== GIVEN PASSAGE ==
◆ ◆ ◆ ◆

- Born: John Joseph Kelson Jr. February 27, 1922 Los Angeles, California, U.S.
- Died: April 28, 2012 (aged 90) Beverly Hills, California
- Genres: Jazz, rock, pop
- Occupation: Musician
- Instruments: Saxophone, flute, clarinet
- Years active: 1940s–1980s

= Jackie Kelso =

American jazz saxophonist (1922–2012)

John Joseph Kelson Jr. (February 27, 1922 – April 28, 2012), known professionally as Jackie Kelso, was an American jazz saxophonist, flautist, and clarinetist.

==Biography==
Born in Los Angeles, California, Kelson was the eldest child of John Joseph Kelson Sr. and Lillian (née Weinberg) Kelson.

◆ ◆ ◆ ◆

== DATA LINES ==
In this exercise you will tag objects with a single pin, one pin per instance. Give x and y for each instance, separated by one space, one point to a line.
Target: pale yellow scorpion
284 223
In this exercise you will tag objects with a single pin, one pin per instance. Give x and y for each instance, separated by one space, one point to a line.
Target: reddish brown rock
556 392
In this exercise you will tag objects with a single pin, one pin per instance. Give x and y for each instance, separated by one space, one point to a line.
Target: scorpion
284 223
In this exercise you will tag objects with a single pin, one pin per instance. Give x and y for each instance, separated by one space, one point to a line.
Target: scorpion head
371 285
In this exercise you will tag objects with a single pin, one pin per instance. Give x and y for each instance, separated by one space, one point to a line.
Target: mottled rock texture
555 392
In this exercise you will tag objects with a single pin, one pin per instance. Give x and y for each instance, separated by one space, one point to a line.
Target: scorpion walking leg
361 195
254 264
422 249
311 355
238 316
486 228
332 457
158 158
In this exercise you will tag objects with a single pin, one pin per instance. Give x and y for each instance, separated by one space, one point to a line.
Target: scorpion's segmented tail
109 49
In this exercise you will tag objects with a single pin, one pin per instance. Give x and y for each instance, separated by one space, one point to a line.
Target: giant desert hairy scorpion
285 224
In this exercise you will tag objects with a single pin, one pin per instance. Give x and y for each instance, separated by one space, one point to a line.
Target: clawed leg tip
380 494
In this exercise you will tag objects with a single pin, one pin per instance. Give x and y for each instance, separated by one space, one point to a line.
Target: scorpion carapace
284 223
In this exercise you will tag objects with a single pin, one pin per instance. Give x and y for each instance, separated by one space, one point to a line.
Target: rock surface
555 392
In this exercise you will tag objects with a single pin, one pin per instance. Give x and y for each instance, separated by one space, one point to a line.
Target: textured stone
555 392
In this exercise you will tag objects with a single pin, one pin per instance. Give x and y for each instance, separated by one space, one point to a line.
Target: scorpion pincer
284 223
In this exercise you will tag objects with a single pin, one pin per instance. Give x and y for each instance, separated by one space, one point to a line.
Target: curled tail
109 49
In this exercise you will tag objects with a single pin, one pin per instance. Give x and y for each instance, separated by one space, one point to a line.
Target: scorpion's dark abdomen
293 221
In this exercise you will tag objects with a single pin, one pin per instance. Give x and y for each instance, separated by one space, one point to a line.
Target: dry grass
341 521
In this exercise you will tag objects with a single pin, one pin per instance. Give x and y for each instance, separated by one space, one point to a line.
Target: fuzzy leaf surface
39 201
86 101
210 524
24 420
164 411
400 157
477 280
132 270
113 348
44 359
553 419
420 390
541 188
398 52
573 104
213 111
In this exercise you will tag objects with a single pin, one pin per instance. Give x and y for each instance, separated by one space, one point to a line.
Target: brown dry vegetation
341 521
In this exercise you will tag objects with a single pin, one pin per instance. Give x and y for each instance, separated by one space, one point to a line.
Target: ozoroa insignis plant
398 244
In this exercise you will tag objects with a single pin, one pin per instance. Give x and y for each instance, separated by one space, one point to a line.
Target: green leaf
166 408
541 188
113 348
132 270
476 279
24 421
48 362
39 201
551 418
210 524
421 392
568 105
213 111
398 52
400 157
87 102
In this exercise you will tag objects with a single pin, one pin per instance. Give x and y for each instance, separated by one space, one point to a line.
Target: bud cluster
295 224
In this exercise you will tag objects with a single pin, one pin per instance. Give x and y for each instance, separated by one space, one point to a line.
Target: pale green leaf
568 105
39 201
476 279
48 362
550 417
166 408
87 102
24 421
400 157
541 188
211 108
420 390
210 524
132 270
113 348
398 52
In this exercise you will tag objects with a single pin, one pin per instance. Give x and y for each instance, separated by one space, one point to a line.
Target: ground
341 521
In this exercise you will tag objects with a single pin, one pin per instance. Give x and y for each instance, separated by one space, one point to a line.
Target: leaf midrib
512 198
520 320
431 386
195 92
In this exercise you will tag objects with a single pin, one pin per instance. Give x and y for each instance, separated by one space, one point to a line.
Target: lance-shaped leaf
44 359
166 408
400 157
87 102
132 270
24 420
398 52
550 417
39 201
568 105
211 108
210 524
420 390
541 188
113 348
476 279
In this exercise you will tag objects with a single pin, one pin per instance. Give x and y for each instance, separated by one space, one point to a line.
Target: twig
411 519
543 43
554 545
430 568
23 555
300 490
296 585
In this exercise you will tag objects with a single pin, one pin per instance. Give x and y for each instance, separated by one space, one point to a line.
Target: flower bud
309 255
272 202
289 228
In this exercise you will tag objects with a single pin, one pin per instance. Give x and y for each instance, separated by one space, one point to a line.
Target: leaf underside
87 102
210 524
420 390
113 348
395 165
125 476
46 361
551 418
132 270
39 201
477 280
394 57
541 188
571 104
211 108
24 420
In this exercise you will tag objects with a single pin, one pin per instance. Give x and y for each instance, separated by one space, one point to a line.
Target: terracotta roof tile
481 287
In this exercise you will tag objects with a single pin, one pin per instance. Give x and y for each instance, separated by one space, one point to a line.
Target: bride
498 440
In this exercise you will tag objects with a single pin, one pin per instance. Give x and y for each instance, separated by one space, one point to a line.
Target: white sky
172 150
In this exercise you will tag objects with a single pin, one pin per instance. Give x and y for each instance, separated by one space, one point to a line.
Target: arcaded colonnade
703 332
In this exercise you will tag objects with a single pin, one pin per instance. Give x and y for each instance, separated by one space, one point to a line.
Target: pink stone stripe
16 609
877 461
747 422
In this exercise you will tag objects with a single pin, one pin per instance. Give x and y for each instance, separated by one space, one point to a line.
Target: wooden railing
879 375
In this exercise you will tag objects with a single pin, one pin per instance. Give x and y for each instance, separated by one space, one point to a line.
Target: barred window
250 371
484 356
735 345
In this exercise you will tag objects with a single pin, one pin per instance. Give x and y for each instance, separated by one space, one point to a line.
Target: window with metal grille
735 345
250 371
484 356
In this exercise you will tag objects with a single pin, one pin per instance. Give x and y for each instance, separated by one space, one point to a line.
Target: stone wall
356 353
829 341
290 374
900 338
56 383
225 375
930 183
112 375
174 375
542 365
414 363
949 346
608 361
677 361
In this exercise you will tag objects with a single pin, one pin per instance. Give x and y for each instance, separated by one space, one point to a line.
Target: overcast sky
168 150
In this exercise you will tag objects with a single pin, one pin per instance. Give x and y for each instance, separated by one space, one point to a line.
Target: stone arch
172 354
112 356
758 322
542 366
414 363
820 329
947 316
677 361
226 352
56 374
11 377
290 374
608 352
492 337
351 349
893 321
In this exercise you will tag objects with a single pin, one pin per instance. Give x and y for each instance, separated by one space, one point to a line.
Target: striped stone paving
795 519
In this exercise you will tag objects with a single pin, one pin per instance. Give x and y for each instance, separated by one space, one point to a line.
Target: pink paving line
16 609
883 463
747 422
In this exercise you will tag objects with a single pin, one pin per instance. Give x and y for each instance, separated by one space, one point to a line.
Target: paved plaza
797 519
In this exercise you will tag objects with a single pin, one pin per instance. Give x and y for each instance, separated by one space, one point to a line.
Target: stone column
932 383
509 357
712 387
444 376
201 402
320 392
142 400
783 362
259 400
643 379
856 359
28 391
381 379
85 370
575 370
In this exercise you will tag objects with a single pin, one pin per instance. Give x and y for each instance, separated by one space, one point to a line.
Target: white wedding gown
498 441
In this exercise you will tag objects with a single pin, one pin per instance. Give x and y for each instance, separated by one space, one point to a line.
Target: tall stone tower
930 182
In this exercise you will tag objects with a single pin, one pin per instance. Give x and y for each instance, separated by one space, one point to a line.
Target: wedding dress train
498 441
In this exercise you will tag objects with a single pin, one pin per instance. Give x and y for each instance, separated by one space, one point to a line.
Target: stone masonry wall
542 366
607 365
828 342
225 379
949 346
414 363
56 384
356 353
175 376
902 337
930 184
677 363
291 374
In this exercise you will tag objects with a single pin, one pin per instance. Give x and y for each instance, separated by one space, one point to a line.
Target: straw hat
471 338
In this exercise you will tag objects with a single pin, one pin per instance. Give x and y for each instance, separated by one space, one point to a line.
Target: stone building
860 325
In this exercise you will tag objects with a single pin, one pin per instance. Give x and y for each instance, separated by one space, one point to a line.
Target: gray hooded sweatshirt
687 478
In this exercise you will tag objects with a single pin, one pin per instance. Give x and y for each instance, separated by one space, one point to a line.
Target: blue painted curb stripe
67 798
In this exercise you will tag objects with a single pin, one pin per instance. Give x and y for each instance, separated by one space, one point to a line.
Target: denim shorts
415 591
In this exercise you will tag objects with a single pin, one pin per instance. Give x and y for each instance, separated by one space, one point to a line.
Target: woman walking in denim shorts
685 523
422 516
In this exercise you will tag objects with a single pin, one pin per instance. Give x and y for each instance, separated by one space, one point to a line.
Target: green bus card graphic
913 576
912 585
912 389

◆ ◆ ◆ ◆

== ACTIONS TO TAKE ==
1. Write out the stretch of the Jackie Kelso biography from "American jazz saxophonist (1922–2012)" through "(née Weinberg) Kelson.".
2. Extract every line of the entries that contains the word "window".
The biography of Jackie Kelso and the labeling entries have no connection to each other.

== IN RESPONSE ==
1.
American jazz saxophonist (1922–2012)

John Joseph Kelson Jr. (February 27, 1922 – April 28, 2012), known professionally as Jackie Kelso, was an American jazz saxophonist, flautist, and clarinetist.

==Biography==
Born in Los Angeles, California, Kelson was the eldest child of John Joseph Kelson Sr. and Lillian (née Weinberg) Kelson.

2.
Target: barred window
Target: window with metal grille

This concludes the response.